━━━ Supplied data ━━━
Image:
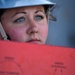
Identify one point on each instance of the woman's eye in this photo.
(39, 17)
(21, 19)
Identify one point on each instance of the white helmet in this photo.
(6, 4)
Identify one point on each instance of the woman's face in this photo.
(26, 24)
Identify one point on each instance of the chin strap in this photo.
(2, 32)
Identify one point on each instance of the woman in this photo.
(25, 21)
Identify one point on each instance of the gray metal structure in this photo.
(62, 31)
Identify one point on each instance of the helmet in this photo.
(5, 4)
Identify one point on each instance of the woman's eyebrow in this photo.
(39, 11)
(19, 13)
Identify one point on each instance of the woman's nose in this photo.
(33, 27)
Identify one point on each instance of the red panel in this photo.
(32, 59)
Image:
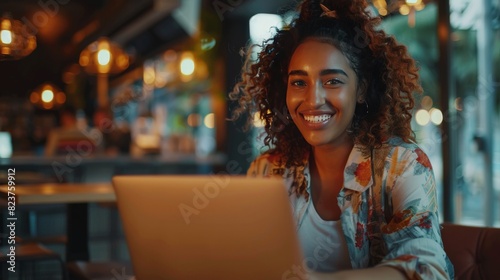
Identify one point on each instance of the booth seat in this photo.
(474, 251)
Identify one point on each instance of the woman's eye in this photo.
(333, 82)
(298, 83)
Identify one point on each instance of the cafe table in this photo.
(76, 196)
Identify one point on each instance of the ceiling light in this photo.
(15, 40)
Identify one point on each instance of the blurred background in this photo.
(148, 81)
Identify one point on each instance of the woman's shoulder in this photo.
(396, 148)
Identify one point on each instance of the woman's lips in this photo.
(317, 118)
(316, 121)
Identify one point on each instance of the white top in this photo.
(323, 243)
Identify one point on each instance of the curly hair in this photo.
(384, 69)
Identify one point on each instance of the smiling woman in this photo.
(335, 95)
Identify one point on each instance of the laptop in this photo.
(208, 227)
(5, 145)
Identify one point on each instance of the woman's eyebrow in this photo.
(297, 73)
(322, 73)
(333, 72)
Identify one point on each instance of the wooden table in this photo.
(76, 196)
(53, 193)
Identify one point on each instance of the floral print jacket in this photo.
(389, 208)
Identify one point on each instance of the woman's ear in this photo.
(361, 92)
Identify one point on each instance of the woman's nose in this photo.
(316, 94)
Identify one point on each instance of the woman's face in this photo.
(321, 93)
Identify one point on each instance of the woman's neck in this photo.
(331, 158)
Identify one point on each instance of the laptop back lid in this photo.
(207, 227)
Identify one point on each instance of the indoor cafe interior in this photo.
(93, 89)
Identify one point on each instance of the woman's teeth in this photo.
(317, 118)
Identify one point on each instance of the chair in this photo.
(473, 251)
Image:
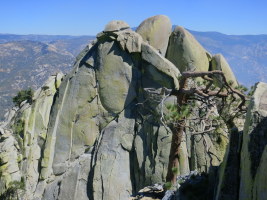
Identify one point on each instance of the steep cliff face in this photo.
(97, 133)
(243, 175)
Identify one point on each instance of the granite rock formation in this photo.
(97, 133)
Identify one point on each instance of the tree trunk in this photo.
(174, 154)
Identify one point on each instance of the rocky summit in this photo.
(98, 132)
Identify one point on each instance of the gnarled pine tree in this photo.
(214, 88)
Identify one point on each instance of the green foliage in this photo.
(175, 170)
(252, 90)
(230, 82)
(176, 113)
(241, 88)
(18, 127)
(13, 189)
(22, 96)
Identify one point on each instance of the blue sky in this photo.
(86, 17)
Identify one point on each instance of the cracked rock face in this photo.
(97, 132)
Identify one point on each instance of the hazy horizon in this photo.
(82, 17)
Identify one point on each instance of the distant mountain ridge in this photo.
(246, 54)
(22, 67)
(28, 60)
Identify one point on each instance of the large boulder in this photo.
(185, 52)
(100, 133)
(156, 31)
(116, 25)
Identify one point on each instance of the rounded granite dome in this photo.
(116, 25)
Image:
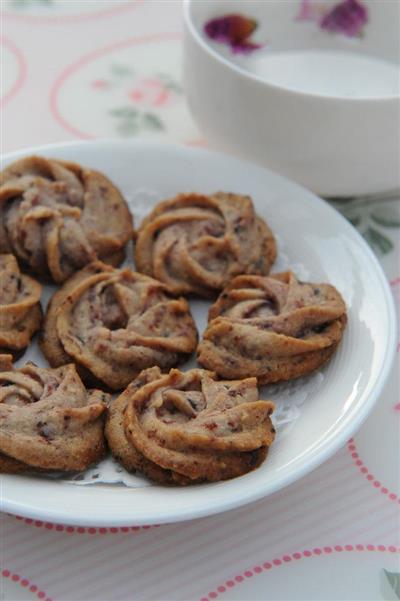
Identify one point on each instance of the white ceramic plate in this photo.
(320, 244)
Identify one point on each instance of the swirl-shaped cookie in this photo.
━━━
Short problem: Extract the text of all the records above verbatim, excluding pictures.

Exercise solution:
Image:
Identify one point on each instance of the woman's eye in this photo.
(39, 17)
(21, 19)
Identify one point on each instance of the white helmet in this photo.
(6, 4)
Identify one point on each instance of the woman's face in this photo.
(26, 24)
Identify one point on each instance of the chin strap in this photo.
(2, 32)
Identify one point on each instance of the woman in this photo.
(25, 21)
Identify one point on each instance of the gray metal structure in this photo.
(62, 31)
Identify one point on each instance of the helmet in this photo.
(5, 4)
Identify one point on each instance of the woman's eyebrow in this photo.
(39, 11)
(19, 13)
Identify one point on each instance of the woman's nose in this photo.
(33, 27)
Identify one point on each instance of the red panel in this photo.
(32, 59)
Image:
Identify one point on each instance of the booth seat in this photo.
(474, 251)
Identify one point on each instance of the woman's eye in this photo.
(333, 82)
(298, 83)
Identify one point on each instance of the cafe table in this photo.
(76, 196)
Identify one point on each instance of the ceiling light in this photo.
(15, 40)
Identify one point on each instance of the blurred background in this photo.
(148, 81)
Identify one point on each instance of the woman's shoulder in this photo.
(396, 148)
Identify one point on each instance of the woman's lips in this photo.
(317, 118)
(316, 121)
Identify one point on each instance of the white top in this photo.
(323, 243)
Identify one point on each instance of the curly hair in this photo.
(384, 69)
Identify one point on each instance of the smiling woman in this photo.
(335, 95)
Identify one point on each instance of the laptop in this photo.
(208, 227)
(5, 145)
Identify one point on each instance of the woman's eyebrow in this photo.
(297, 73)
(322, 73)
(333, 72)
Identify one point on each instance of the wooden table in this photo.
(76, 196)
(53, 193)
Identify one point on each instance of the floral print jacket in this photo.
(389, 208)
Identify one point on each instance of the woman's ear in this photo.
(361, 92)
Identify one point on each instance of the woman's nose in this photo.
(316, 94)
Identify one point on each instance of the woman's face in this photo.
(321, 93)
Identify one point on each instance of the woman's neck in this photo.
(331, 158)
Identify one point on each instance of the laptop back lid in this photo.
(207, 227)
Identify one point on each instance of the indoor cafe interior in this photo.
(93, 89)
Identify one point on each instance of the woman's teeth in this photo.
(317, 118)
Identify one point on each instance of the chair in this photo.
(473, 251)
Image:
Identify one point on each instance of the steep cliff face in this photo.
(97, 133)
(243, 175)
Identify one point on each instance of the granite rock formation in this photo.
(97, 133)
Identify one point on each instance of the tree trunk in this photo.
(174, 154)
Identify one point on each instance of the rocky summit in this photo.
(98, 132)
Identify one point on each instance of the gnarled pine tree in this photo.
(214, 88)
Identify one point on each instance of the green foliage in this photo.
(175, 170)
(252, 90)
(230, 82)
(176, 113)
(241, 88)
(18, 127)
(13, 189)
(22, 96)
Identify one point on each instance of the blue sky in this photo.
(86, 17)
Identify one point on each instance of the cracked rock face in this photo.
(97, 132)
Identify one point on each instance of the hazy horizon in this photo.
(82, 17)
Identify one point on each instance of the distant mountain ridge in this photo.
(246, 54)
(22, 67)
(28, 60)
Identify one point on each instance of the large boulder in this photo.
(185, 52)
(100, 133)
(156, 31)
(116, 25)
Identify one point on each instance of the rounded granite dome in this photo.
(116, 25)
Image:
Identify one point on each instance of the white ceramic plate in this photo.
(320, 244)
Identify one point on each instance of the swirl-shaped cookie in this photo.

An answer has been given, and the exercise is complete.